:: Text

The Coming Week’s Daf Yomi by Rabbi Adin Steinsaltz

This essay is based upon the insights and chidushim (original ideas) of Talmudic scholar Rabbi Adin Steinsaltz, as published in the Hebrew version of the Steinsaltz Edition of the Talmud.

Horayot 2a-b: Following an erroneous ruling

When an individual performs a forbidden act based on the erroneous ruling of the High Court, who is to blame?

According to the first Mishnah in Masechet Horayot, when an individual follows the ruling of the court, leading to a transgression, the individual will not be held liable to bring a sin offering, since he acted appropriately, relying on the court’s ruling. The sacrifice will be brought by the court on behalf of everyone who followed their mistaken ruling. The Mishnah does teach that if the individual who sinned was a scholar who realized that the High Court had erred, and if he nevertheless followed their ruling, then he cannot lay the blame on the court and he will have to bring his own sacrifice.

The Gemara explains that the mistake made by the scholar in this case must have been a misunderstanding of the law of mitzvah lishmo’ah divrei chachamim – that an individual is obligated to accept the words of the Sages. As Rashi explains, this scholar thought that this requires him to follow the High Court’s ruling even if he is certain that they are mistaken.

Many of the commentaries point out that there is a serious difficulty with this approach, given the Rabbinic interpretation of the Biblical passage lo tasur min ha-davar asher yagidu lecha yamin u’semol – “You shall not turn away from their words to the right or to the left” (Devarim 17:11) – as meaning that the High Court must be accepted under all circumstances. In his Chefetz Hashem, Rabbi Chaim ibn Attar explains that although the scholar cannot publicly offer a ruling that contradicts the agreed-upon decision of the High Court, nevertheless on a personal level he cannot follow their ruling if he is convinced that it is incorrect. Someone who does so is responsible for his own actions and must bring his own sin offering.

Later in the Gemara, the Mishnah’s teaching is limited to the opinion of a single tanna, explaining that the Chachamim disagree and only free the transgressor from a sacrifice if the erroneous ruling led the majority of the Jewish community to transgress. If a single individual – or a minority of the community – sinned because of the court’s ruling, then they would still need to bring a sin offering.


Horayot 3a-b: Must all the judges agree?

As we learned on yesterday’s daf when the High Court rules erroneously and that decision is acted upon by the majority of the Jewish community, the High Court will be obligated to bring a sin offering on behalf of the community, but the individuals will be free of the obligation to do so. What are the conditions necessary for the court’s ruling to be accepted?

::::

Task to complete »
Answer these questions on the essay:
1. According to the first Mishnah in Masechet Horayot, who brings the sacrifice for individuals who followed the court's mistaken ruling?
2. In which work does Rabbi Chaim ibn Attar explain that a scholar may not personally follow a ruling he is convinced is incorrect?
3. According to the Chachamim, what must the erroneous ruling lead to for the transgressor to be freed from a sacrifice?
The listing that follows the essay is drawn from a separate source.

:: Data provided

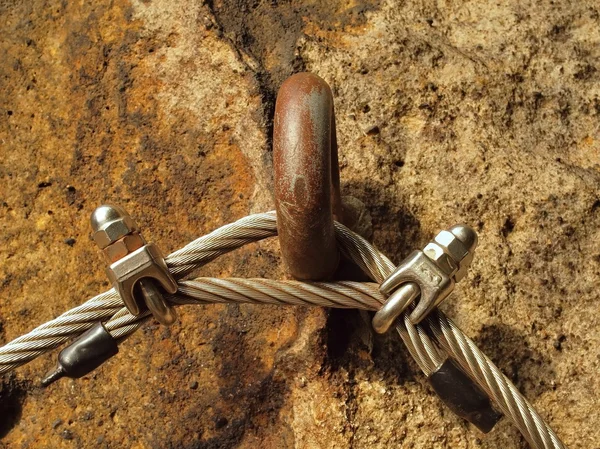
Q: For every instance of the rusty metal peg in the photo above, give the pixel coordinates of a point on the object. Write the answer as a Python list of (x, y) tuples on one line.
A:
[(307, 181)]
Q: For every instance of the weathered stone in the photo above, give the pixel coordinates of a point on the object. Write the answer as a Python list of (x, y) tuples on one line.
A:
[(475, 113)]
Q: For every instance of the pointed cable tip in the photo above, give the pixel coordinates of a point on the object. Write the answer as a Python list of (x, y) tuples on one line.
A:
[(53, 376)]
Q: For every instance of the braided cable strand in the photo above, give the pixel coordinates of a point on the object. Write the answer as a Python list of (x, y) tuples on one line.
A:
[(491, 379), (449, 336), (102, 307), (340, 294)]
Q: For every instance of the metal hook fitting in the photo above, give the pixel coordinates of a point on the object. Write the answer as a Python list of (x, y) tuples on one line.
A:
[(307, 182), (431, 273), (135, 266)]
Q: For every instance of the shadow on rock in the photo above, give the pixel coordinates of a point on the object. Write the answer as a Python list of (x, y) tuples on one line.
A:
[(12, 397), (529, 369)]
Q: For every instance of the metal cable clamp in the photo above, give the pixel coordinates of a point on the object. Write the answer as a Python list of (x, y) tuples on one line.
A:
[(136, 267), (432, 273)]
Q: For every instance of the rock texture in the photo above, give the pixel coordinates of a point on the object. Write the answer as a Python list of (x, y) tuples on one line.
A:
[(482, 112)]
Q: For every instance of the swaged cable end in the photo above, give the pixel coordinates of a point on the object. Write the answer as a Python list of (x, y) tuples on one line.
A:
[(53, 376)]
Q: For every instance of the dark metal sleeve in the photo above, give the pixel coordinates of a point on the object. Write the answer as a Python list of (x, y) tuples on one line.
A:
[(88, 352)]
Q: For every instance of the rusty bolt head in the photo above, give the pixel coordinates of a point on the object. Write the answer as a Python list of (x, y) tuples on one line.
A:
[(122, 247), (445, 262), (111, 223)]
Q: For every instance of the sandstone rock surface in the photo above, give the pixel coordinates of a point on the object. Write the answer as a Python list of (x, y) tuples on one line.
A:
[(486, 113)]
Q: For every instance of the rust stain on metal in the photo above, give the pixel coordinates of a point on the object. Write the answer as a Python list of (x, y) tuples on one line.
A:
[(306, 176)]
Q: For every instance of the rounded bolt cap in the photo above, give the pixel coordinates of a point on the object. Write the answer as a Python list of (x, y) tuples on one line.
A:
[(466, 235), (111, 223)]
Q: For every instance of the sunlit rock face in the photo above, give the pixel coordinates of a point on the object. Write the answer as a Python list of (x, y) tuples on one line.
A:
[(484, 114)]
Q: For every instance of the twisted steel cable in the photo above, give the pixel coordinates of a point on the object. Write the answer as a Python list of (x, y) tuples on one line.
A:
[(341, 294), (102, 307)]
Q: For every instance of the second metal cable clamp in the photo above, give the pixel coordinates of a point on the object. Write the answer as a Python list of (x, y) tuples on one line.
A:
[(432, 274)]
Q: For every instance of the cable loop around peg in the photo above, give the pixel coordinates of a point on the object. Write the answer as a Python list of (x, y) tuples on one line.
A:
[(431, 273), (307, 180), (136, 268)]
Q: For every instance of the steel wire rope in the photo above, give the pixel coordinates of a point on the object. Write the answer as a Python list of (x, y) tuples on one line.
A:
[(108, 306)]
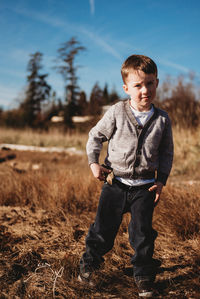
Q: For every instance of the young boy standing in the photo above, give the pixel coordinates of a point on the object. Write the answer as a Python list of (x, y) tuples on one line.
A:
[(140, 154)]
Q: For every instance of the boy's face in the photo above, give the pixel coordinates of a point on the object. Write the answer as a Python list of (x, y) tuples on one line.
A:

::::
:: Data provided

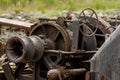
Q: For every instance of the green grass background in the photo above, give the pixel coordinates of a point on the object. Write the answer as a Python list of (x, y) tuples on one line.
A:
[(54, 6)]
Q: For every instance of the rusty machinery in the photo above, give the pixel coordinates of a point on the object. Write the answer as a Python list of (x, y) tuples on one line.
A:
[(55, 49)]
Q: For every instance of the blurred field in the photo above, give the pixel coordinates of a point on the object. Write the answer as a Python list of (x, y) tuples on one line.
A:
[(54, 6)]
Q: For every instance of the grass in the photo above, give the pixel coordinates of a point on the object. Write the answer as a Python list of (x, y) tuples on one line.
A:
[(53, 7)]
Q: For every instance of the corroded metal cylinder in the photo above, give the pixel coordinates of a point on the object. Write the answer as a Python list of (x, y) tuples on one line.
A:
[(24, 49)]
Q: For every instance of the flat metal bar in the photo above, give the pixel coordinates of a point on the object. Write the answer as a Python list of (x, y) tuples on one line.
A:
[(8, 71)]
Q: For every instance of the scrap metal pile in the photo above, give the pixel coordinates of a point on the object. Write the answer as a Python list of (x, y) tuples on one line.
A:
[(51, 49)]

::::

Solution to the exercise »
1. The court brings it on behalf of everyone who followed its mistaken ruling.
2. Chefetz Hashem.
3. It must lead the majority of the Jewish community to transgress.